▶ **WHAT TO WORK ON**
Return the lines of the items below word for word, beginning at the line that contains "Where can the tablet" and continuing through the last line of the items.

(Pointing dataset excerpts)
╔══
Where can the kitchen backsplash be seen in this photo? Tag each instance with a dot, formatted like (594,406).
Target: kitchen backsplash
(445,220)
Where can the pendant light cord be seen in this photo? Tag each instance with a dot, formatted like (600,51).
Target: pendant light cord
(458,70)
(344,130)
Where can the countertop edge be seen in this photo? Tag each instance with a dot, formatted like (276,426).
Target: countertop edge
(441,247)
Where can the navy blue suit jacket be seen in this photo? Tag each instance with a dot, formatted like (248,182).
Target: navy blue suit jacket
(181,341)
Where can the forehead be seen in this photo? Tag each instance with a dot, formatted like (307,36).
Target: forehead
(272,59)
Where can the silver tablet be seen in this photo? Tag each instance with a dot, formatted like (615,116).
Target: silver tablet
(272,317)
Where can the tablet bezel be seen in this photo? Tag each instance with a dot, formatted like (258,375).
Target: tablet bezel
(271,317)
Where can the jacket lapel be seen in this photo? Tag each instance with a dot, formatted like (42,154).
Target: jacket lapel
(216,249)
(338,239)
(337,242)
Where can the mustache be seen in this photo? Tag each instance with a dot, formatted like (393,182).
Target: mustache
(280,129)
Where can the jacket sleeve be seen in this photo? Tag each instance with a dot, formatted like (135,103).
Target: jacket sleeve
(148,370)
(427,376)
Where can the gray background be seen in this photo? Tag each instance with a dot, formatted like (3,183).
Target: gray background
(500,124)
╚══
▶ **WRITTEN REPLY**
Where can the tablet bezel be seen in this photo? Tag each instance with a dot, formatted like (258,375).
Target: tablet bezel
(271,317)
Where can the jacket lapel be seen in this photo? Tag each instance with a dot, formatted like (42,154).
Target: jacket lapel
(216,249)
(338,239)
(337,242)
Where can the mustache be seen in this photo? Tag each instance with a dot, formatted like (393,182).
Target: mustache
(280,129)
Where can the jacket sleeve be seen in this photo? Tag each instance with a dot, formatted like (135,103).
Target: jacket sleeve
(148,370)
(427,376)
Where can the gray background be seen in this photo? Tag each instance with a dot, formatted like (3,183).
Target: gray background
(500,124)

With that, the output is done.